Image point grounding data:
BEGIN

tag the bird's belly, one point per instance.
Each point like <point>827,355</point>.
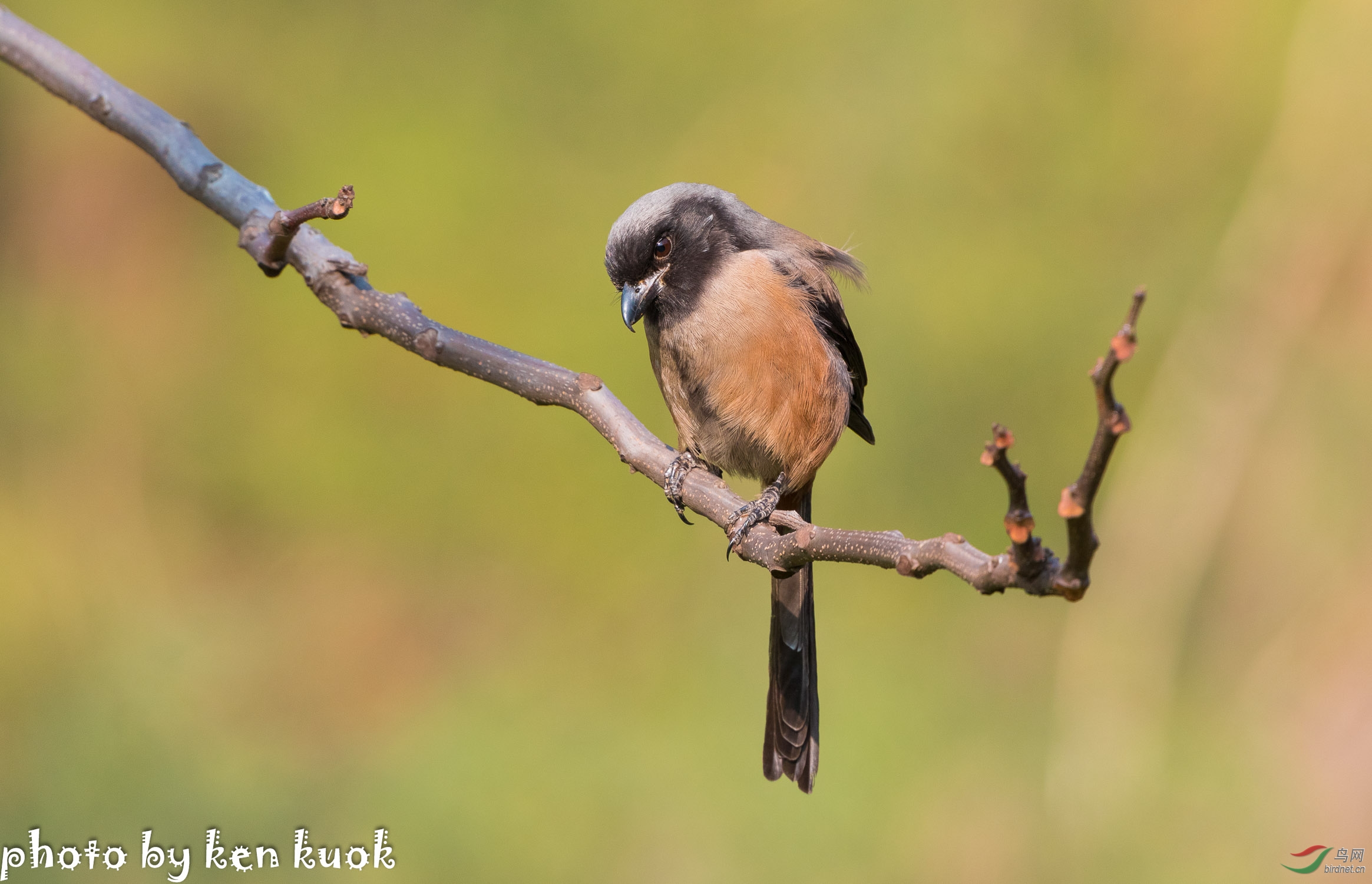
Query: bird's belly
<point>735,449</point>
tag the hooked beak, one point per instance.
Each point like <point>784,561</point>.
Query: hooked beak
<point>636,298</point>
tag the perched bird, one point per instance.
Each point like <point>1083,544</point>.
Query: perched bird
<point>761,371</point>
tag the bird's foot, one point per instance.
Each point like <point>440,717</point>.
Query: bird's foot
<point>676,476</point>
<point>752,512</point>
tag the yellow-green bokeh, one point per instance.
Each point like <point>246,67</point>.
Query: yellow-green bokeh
<point>259,573</point>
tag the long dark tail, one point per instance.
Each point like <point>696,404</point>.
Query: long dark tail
<point>791,744</point>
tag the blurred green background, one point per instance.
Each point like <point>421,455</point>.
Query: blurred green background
<point>257,573</point>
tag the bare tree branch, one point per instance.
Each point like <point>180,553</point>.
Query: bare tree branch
<point>277,238</point>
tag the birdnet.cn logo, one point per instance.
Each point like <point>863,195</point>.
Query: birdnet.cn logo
<point>1342,861</point>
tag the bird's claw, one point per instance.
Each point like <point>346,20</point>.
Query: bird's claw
<point>755,511</point>
<point>674,478</point>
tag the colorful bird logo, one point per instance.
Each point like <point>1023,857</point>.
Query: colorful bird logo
<point>1307,853</point>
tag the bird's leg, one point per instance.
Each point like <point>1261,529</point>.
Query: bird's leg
<point>676,476</point>
<point>755,511</point>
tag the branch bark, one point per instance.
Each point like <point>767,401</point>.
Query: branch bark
<point>275,239</point>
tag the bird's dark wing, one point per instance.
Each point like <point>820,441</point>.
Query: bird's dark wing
<point>808,272</point>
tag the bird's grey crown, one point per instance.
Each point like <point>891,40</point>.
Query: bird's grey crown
<point>629,248</point>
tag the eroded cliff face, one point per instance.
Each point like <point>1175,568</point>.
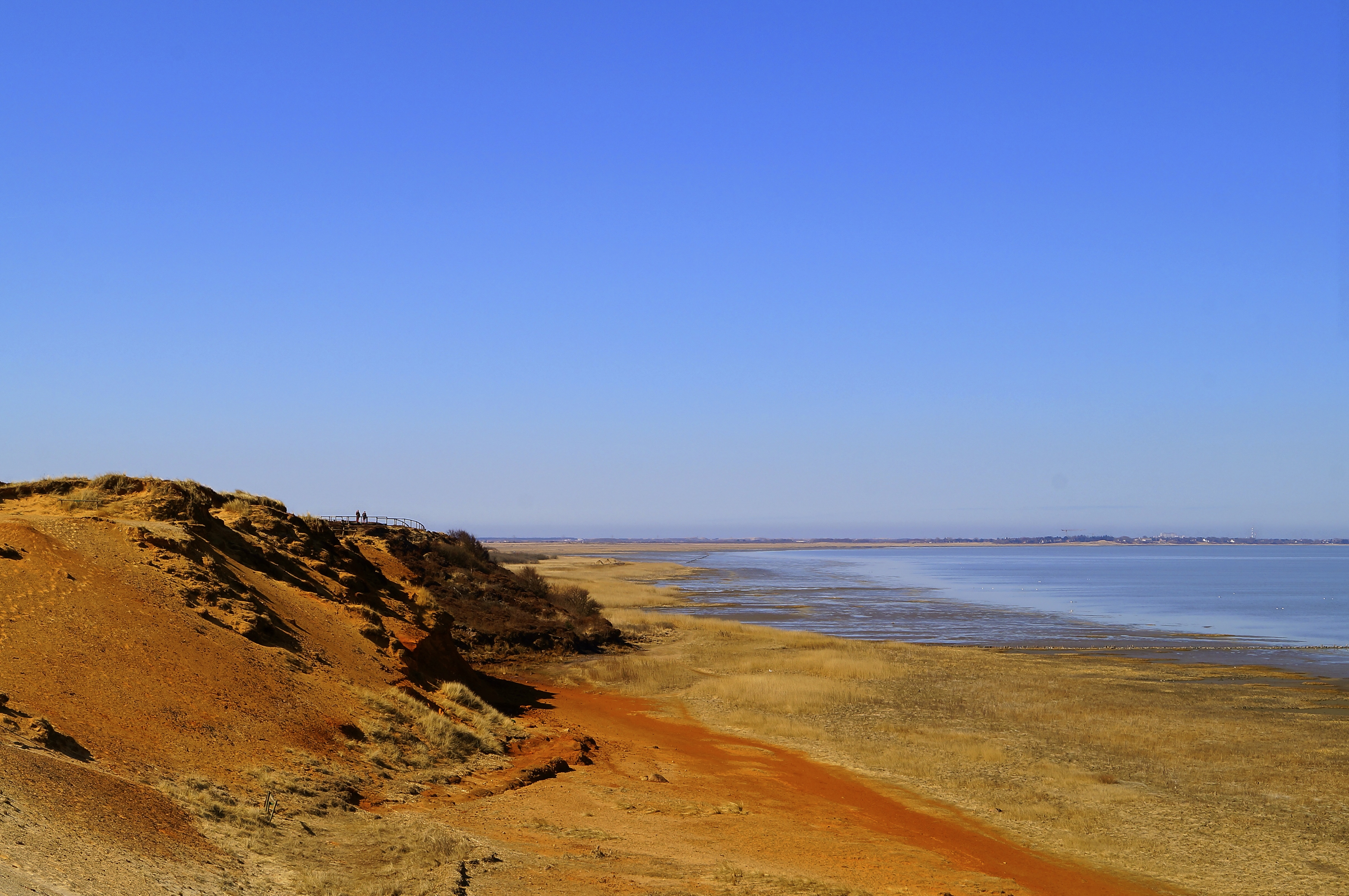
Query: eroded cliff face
<point>165,646</point>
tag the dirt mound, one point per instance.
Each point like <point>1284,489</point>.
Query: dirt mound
<point>164,639</point>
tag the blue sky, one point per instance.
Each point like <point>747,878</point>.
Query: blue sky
<point>686,269</point>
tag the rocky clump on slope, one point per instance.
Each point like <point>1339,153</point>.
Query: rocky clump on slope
<point>215,648</point>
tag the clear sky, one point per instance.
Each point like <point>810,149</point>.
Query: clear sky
<point>679,269</point>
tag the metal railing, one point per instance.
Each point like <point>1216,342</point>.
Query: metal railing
<point>351,523</point>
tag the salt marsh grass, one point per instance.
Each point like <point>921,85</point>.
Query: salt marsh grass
<point>1189,774</point>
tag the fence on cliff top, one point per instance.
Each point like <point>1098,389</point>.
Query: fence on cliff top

END

» Work to complete
Go through the data and show every line where "fence" occurs.

» Response
tag the fence on cliff top, one point per instance.
Query: fence on cliff top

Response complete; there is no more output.